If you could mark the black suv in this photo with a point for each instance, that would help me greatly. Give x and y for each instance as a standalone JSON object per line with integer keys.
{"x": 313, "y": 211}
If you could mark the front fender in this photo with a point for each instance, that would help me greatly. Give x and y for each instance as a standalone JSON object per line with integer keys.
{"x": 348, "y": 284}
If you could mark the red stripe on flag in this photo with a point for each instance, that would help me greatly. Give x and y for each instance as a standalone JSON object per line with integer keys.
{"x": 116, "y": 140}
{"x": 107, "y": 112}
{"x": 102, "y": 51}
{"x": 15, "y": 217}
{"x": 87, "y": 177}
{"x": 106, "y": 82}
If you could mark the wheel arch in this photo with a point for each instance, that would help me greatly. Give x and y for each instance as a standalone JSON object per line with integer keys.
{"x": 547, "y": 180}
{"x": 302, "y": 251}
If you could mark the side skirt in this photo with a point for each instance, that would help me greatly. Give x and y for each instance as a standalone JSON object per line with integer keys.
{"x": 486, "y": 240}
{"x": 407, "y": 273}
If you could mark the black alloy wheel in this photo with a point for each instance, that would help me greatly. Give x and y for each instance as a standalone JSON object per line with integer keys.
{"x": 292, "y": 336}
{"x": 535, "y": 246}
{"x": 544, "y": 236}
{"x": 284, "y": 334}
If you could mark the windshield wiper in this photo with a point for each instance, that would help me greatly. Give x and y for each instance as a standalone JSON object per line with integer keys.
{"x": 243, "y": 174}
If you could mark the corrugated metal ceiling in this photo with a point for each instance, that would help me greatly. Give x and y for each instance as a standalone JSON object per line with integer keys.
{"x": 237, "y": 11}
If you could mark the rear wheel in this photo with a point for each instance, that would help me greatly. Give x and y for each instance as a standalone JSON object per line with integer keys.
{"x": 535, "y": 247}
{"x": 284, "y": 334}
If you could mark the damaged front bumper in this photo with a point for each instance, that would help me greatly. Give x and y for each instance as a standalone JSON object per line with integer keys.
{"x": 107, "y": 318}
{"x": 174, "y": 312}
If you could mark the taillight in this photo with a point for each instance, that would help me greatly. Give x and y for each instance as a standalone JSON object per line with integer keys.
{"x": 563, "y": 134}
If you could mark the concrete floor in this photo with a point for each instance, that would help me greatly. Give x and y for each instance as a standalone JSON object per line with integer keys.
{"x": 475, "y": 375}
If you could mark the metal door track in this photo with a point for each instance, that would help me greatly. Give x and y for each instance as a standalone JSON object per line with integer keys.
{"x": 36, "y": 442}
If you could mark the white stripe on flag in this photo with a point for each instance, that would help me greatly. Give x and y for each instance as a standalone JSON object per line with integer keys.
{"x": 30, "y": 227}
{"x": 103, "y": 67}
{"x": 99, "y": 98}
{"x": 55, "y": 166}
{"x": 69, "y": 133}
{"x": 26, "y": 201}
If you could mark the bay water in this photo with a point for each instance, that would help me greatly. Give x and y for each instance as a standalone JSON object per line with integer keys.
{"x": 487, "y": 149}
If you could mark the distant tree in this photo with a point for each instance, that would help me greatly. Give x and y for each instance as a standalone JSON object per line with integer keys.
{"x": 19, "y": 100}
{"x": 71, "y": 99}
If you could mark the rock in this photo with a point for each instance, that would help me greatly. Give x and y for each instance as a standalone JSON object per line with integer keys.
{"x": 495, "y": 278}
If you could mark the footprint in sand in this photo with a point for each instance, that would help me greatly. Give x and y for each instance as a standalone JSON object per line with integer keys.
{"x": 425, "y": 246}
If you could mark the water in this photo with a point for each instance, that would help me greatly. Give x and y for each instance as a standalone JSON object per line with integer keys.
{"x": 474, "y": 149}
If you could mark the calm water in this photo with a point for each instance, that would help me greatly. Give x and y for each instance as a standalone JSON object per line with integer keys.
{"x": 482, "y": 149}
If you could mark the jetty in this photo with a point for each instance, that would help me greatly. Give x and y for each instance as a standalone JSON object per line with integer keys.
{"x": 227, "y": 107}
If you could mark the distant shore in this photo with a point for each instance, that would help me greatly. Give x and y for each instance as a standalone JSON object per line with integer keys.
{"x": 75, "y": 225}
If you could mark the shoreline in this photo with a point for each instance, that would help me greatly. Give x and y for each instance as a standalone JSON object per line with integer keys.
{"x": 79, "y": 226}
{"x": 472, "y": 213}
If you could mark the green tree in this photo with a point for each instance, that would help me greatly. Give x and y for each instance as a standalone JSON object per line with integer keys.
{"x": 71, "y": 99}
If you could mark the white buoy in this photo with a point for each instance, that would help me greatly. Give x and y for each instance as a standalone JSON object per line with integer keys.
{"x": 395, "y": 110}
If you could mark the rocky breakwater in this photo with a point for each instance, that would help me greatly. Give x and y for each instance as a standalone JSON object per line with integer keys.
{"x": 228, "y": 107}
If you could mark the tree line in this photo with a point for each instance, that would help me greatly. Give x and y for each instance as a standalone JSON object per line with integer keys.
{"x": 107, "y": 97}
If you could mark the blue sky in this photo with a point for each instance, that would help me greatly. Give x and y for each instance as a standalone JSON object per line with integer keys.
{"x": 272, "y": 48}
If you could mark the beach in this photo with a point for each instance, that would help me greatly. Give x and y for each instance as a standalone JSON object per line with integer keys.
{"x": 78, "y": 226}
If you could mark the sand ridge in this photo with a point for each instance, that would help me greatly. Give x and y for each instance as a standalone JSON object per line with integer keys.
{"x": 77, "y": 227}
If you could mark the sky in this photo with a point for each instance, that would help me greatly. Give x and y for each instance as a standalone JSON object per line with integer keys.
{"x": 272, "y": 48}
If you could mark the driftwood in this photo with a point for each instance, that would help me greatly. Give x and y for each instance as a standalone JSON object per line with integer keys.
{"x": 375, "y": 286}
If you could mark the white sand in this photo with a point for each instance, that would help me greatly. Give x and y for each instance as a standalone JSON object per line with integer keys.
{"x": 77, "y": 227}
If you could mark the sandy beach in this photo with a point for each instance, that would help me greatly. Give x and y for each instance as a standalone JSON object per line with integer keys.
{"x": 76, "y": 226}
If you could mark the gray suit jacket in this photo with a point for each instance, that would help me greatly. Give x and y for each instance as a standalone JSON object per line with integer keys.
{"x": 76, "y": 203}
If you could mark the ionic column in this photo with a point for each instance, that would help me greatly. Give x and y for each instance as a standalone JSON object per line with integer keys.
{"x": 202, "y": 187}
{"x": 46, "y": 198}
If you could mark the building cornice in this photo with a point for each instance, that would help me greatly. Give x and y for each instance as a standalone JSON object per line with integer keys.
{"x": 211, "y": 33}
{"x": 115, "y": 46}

○ ○ ○ ○ ○ ○ ○

Go through the records above and write each one out again exactly.

If you could mark the black suv in this photo with a point for each instance, that would help me greatly. Give x and y for each instance as a standalone JSON object per line with integer keys.
{"x": 313, "y": 211}
If you could mark the front fender in this photo with a point for each instance, that would help me greatly. Give x and y for each instance as a standalone JSON object per line with integer keys.
{"x": 348, "y": 284}
If you could mark the red stripe on flag in this photo with a point for each instance, that would help me greatly. Give x and y for each instance as a standalone JSON object per line with integer keys.
{"x": 116, "y": 140}
{"x": 107, "y": 112}
{"x": 102, "y": 51}
{"x": 15, "y": 217}
{"x": 87, "y": 177}
{"x": 106, "y": 82}
If you could mark the wheel arch in this photo with a point for each instance, that would help me greatly. Give x and y for each instance as a standalone JSON object per line with integer keys.
{"x": 547, "y": 180}
{"x": 302, "y": 251}
If you could mark the side skirt in this photo with a point for each instance, that would help me greatly. Give x and y for each instance as a standalone JSON object per line with integer keys.
{"x": 486, "y": 240}
{"x": 407, "y": 273}
If you could mark the black alloy wheel in this photo with a point for each instance, that would help me greatly. Give x and y for each instance as a standalone JSON object per line with integer keys.
{"x": 292, "y": 336}
{"x": 535, "y": 246}
{"x": 544, "y": 236}
{"x": 284, "y": 334}
If you could mark the windshield wiper in this photo with a point for each instance, that would help me greatly. Give x and y for each instance as a standalone JSON object per line with integer keys.
{"x": 243, "y": 174}
If you could mark the corrugated metal ceiling in this photo with a point for each instance, that would help me greatly. Give x and y for each instance as a standalone JSON object per line with integer keys.
{"x": 237, "y": 11}
If you could mark the rear wheel in this photo with a point for each instance, that would help me greatly. Give x and y for each instance as a standalone JSON object per line with integer keys.
{"x": 535, "y": 247}
{"x": 284, "y": 334}
If you could mark the damaged front bumper in this photo with a point for each instance, that would help me greatly. Give x and y for each instance as a standalone JSON object per line with integer keys.
{"x": 107, "y": 318}
{"x": 174, "y": 312}
If you could mark the taillight in this photo with a point for each instance, that would help me greatly. Give x and y for each instance as a standalone JSON object per line with integer keys.
{"x": 563, "y": 134}
If you could mark the concrete floor in this photo with a point for each instance, that would help me greatly. Give x and y for each instance as a standalone JSON object per line with integer keys.
{"x": 475, "y": 375}
If you could mark the metal door track in this photo with a point for each instance, that would help me greatly. Give x and y for each instance as a standalone JSON object per line with integer keys.
{"x": 36, "y": 442}
If you could mark the white stripe on flag in this photo with a point for each instance, that would help me greatly. Give x and y for each instance as a standalone JSON object per line with integer keys.
{"x": 30, "y": 227}
{"x": 103, "y": 67}
{"x": 99, "y": 98}
{"x": 55, "y": 166}
{"x": 69, "y": 133}
{"x": 26, "y": 201}
If you could mark the bay water in this photo with a point for each instance, that would help me greatly. Give x and y for each instance as a standalone JSON object per line with integer keys.
{"x": 487, "y": 149}
If you could mark the distant tree in this photo with a point for each instance, that would help me greatly. Give x and y for each instance as a standalone JSON object per line with integer keys.
{"x": 19, "y": 100}
{"x": 71, "y": 99}
If you could mark the rock in this photo with a point for each instance, that would help me greatly. Give x and y for each instance as a standalone JSON object per line with integer keys.
{"x": 495, "y": 278}
If you could mark the footprint in sand in this photo with a point for each instance, that would help me greatly. Give x and y for each instance as a standalone JSON object per line with integer keys.
{"x": 425, "y": 246}
If you could mark the water in this photo with a point for each instance, that would help me greatly. Give x and y for each instance as a standalone JSON object per line with integer keys.
{"x": 474, "y": 149}
If you could mark the calm water in this photo with a point for each instance, that would help me greatly. Give x and y for each instance as a standalone JSON object per line with integer keys.
{"x": 482, "y": 149}
If you could mark the jetty in this photo with a point for each instance, that would help me greatly. Give x and y for each instance as a standalone JSON object per line with integer keys.
{"x": 227, "y": 107}
If you could mark the distant shore in this photo with a point for each instance, that would help me greatly. Give x and y for each instance as a standalone JSON object per line with integer keys.
{"x": 75, "y": 225}
If you could mark the shoreline in this photo with a point for each instance, that would help me greatly. Give x and y for each instance as a standalone JSON object per line with integer keys.
{"x": 79, "y": 226}
{"x": 472, "y": 213}
If you could mark the green tree in this photo with a point for each instance, that would help me greatly. Give x and y for each instance as a standalone JSON object per line with integer keys.
{"x": 71, "y": 99}
If you could mark the white buoy in this photo with a point for each instance, that would help me greatly. Give x and y for each instance as a standalone JSON object per line with integer keys.
{"x": 395, "y": 110}
If you could mark the rocky breakwater in this photo with a point for each instance, that would help me greatly. Give x and y for each instance as a standalone JSON object per line with integer keys.
{"x": 228, "y": 107}
If you could mark the tree line in this photo with a point for each instance, that would help me greatly. Give x and y for each instance as a standalone JSON object per line with integer keys.
{"x": 107, "y": 97}
If you could mark the blue sky in this photo with a point for each instance, that would help me greatly. Give x and y for each instance as a standalone JSON object per line with integer keys.
{"x": 272, "y": 48}
If you could mark the beach in this photo with a point for each instance, that would help me greatly. Give x and y for each instance as a standalone JSON object per line with integer keys.
{"x": 78, "y": 226}
If you could mark the sand ridge in this photo with a point for each instance, that would help me greatly. Give x and y for each instance as a standalone JSON object per line with integer keys.
{"x": 77, "y": 227}
If you could mark the sky in this photo with a point for each instance, that would help me greatly. Give x and y for each instance as a standalone JSON object per line with integer keys.
{"x": 272, "y": 48}
If you could mark the driftwood in this photo with a point for each instance, that would help me greatly. Give x and y for each instance as a standalone JSON object per line with integer keys.
{"x": 375, "y": 286}
If you could mark the white sand in this photo with a point for each instance, that would help me greatly. Give x and y for each instance as a standalone JSON object per line with integer keys.
{"x": 77, "y": 227}
If you could mark the sandy beach in this photo with a point for each instance, that would help me greatly. Give x and y for each instance as a standalone JSON object per line with integer keys.
{"x": 76, "y": 226}
If you could mark the gray suit jacket in this photo with a point for each instance, that would help me greatly. Give x and y for each instance as a standalone JSON object per line with integer keys.
{"x": 76, "y": 203}
If you could mark the ionic column in this photo with a point for each instance, that would help me greatly. Give x and y for each instance as a standalone JSON object per line with integer keys.
{"x": 202, "y": 187}
{"x": 46, "y": 198}
If you could mark the building cornice in this photo with a point for each instance, that would help me greatly. Give x and y for each instance as a standalone JSON object per line with integer keys.
{"x": 211, "y": 33}
{"x": 115, "y": 46}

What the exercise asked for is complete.